■ **SUPPLIED TEXT**
________________________________________

Thread: No time improvement with multiple threads

  1. #1
    Registered User
    Join Date
    Jan 2016
    Posts
    52

    No time improvement with multiple threads

    I am working on a program that uses 1 or more threads to process a NxN matrix. when I run the program for a 50x50 matrix with 1 thread I get an execution time of about 13000ms. When I process the same matrix with 2 threads I am getting an execution time of about 20000ms.

    Obviously there is something wrong because with 2 thread it should take about half the time, i.e. 6500ms.

________________________________________

■ **DATA SEGMENT**
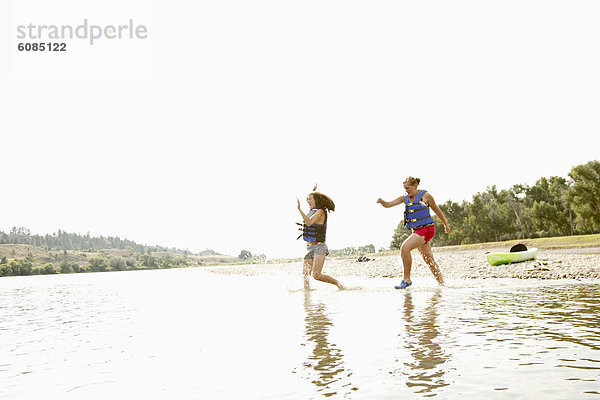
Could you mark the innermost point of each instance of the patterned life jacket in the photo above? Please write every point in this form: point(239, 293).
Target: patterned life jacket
point(416, 213)
point(315, 232)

________________________________________

■ **WORK TO COMPLETE**
Translate this sentence from the forum thread into Spanish: "When I process the same matrix with 2 threads I am getting an execution time of about 20000ms."

■ **SOLUTION TO THIS PROBLEM**
Cuando proceso la misma matriz con 2 hilos, obtengo un tiempo de ejecución de unos 20000ms.